::: RECORD EXTRACTS :::
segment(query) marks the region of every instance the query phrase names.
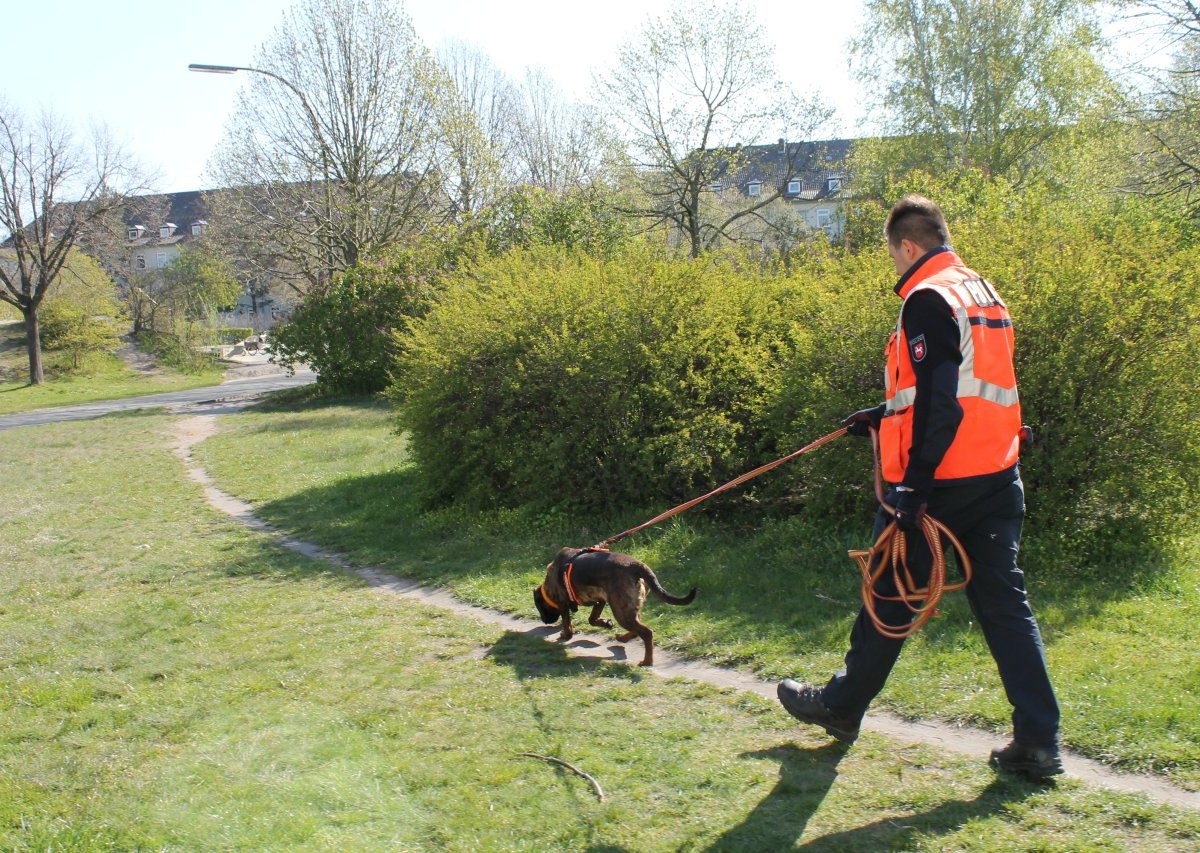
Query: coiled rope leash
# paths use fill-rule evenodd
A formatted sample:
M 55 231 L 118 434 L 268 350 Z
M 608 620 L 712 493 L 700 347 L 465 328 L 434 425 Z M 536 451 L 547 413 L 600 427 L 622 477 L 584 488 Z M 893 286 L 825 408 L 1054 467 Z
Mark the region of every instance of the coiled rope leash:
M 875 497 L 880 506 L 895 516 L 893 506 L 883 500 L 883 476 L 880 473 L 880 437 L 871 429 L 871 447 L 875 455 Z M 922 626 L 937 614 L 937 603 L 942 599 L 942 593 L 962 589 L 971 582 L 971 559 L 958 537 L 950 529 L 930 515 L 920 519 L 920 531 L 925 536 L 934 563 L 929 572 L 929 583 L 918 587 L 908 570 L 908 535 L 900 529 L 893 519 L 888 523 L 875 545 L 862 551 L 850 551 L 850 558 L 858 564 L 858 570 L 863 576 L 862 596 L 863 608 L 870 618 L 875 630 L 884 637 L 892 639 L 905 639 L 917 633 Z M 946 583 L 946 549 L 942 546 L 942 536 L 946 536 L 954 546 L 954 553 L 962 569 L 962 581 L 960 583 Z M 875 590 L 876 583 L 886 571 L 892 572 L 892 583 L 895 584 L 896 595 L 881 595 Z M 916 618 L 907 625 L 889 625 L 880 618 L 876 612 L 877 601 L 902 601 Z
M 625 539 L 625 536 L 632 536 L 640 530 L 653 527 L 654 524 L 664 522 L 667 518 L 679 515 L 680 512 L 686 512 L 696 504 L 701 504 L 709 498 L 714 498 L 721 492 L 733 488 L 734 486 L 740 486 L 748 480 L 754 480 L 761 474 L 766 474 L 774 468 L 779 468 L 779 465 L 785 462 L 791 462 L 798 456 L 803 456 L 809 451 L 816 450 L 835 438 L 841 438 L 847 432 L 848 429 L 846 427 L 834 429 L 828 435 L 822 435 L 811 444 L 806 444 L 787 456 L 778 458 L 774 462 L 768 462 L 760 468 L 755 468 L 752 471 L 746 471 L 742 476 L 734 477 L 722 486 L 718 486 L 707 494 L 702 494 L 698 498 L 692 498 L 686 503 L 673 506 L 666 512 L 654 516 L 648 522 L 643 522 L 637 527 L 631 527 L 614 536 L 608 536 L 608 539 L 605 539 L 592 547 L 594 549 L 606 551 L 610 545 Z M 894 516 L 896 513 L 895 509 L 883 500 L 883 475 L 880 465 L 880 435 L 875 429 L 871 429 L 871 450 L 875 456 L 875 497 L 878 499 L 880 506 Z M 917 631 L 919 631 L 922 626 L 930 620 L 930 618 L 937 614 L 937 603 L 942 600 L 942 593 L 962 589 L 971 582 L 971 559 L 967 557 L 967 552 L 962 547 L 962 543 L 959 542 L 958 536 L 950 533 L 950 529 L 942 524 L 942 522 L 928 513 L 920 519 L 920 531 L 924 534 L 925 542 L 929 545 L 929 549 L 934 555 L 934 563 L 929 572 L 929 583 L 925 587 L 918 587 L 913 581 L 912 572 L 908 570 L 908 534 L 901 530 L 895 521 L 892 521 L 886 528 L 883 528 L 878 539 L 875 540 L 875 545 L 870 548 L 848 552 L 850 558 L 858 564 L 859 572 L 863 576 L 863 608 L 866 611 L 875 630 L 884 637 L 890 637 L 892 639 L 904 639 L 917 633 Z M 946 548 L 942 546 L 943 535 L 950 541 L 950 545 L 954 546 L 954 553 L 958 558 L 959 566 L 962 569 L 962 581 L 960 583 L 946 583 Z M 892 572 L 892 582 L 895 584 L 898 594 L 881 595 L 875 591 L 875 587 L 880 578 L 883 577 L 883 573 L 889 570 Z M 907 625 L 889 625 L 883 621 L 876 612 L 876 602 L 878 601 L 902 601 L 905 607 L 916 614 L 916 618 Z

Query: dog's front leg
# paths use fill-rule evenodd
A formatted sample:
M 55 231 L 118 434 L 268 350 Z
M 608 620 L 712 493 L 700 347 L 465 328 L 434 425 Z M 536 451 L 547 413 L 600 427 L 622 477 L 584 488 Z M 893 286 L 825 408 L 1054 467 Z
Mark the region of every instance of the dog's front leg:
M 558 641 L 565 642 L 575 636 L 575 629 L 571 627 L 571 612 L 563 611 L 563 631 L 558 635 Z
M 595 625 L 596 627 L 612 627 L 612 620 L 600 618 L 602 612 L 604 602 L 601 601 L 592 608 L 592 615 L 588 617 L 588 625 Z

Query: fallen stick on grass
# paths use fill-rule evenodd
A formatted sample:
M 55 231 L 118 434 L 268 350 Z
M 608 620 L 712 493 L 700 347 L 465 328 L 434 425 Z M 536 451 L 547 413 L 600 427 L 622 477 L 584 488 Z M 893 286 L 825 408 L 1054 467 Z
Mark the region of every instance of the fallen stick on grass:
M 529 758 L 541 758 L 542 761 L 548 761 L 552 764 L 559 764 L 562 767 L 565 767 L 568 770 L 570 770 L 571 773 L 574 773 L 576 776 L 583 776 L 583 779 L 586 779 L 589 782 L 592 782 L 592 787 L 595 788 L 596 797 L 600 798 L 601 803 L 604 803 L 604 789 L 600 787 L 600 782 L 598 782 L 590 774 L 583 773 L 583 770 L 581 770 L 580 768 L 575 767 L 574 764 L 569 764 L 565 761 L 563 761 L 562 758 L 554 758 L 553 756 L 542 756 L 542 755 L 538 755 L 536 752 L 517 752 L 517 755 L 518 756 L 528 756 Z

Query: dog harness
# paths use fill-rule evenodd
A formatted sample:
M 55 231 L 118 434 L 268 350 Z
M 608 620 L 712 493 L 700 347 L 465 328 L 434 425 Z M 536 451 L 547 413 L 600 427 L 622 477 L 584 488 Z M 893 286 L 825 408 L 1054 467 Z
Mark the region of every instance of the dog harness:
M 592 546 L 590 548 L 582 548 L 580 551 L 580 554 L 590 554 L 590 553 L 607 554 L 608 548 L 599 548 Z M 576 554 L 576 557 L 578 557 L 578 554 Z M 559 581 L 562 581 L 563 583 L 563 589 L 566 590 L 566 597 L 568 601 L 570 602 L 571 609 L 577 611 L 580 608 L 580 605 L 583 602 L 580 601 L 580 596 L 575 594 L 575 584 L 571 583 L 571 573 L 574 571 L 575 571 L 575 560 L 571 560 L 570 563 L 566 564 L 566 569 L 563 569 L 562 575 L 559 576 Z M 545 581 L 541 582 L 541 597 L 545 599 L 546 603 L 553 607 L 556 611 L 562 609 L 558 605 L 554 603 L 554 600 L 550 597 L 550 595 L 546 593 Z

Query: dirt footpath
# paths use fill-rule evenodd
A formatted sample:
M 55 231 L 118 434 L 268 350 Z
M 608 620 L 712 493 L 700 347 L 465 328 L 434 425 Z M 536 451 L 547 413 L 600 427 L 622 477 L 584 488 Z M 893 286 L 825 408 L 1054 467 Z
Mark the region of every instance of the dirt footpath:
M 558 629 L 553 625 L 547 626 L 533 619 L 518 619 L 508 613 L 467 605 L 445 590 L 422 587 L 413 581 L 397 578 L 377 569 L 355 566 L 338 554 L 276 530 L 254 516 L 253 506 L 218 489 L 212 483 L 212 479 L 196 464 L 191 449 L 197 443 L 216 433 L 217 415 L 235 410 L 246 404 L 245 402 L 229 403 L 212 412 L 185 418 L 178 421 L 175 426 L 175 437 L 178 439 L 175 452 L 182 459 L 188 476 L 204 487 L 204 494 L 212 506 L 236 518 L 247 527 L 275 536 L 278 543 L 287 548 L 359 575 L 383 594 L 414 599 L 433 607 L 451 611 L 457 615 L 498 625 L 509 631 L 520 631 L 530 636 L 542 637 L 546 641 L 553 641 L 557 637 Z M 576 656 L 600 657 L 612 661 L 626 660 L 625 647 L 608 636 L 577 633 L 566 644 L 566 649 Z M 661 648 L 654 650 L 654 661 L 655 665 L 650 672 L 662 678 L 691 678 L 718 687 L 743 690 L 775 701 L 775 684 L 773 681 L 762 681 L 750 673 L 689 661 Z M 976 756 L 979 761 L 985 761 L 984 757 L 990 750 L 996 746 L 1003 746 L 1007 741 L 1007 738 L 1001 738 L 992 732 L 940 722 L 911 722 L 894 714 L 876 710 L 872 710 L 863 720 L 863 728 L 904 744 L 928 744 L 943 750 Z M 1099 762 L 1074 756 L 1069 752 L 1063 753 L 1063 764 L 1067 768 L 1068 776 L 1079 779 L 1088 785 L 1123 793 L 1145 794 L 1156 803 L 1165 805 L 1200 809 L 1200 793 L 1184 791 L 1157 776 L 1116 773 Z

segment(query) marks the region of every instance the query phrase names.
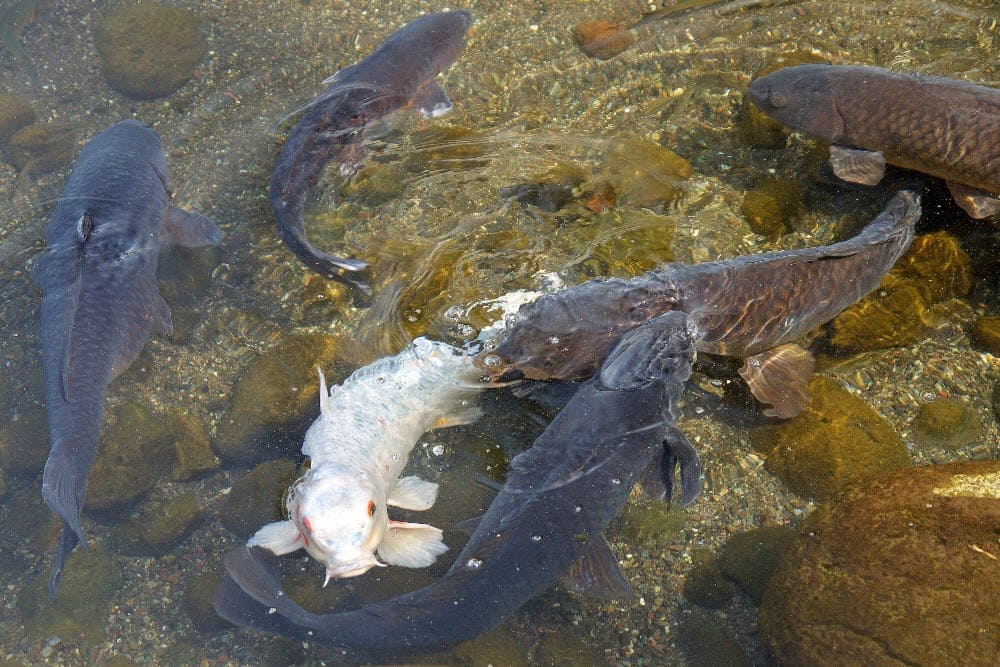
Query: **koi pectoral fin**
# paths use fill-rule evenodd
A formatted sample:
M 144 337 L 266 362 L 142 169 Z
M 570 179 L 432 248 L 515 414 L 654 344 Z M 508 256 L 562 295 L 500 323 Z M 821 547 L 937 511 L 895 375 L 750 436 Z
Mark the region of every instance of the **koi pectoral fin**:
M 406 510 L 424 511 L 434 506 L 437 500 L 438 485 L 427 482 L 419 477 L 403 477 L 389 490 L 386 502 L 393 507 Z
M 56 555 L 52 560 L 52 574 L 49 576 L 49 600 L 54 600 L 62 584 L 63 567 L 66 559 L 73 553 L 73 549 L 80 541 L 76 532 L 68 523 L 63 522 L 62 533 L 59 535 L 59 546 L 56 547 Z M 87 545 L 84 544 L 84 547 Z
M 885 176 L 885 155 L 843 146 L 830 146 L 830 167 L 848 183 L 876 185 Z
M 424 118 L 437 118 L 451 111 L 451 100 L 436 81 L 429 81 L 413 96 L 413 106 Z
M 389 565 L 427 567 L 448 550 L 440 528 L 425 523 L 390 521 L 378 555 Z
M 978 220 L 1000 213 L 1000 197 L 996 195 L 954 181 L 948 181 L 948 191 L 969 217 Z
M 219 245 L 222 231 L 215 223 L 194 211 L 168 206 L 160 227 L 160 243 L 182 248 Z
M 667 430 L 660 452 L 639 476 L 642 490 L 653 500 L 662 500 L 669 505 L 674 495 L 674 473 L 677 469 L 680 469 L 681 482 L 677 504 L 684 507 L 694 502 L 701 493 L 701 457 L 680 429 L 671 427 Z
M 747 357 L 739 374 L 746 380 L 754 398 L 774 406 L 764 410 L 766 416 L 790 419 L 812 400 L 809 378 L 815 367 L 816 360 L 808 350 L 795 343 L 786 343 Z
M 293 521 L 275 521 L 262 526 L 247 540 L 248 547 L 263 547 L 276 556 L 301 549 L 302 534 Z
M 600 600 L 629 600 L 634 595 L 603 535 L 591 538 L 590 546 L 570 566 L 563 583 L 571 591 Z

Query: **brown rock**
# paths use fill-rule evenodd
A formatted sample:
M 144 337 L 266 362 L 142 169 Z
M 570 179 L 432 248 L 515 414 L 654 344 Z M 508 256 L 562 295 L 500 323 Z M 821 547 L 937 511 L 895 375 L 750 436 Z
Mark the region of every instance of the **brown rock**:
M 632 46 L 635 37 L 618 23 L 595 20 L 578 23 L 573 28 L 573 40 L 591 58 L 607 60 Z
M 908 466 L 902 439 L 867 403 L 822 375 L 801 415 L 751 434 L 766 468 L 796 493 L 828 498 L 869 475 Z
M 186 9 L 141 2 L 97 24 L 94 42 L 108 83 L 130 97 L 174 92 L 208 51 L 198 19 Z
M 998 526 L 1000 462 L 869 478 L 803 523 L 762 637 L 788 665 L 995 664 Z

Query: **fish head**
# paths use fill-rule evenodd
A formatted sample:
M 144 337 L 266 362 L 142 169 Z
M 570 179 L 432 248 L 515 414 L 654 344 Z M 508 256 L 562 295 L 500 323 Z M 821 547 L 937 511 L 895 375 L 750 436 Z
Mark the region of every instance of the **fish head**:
:::
Pick out every line above that contains the string "rock" and copy each one. The match is case-sensitive.

Query: **brown rock**
Mark the region of every instance of the **brown rock**:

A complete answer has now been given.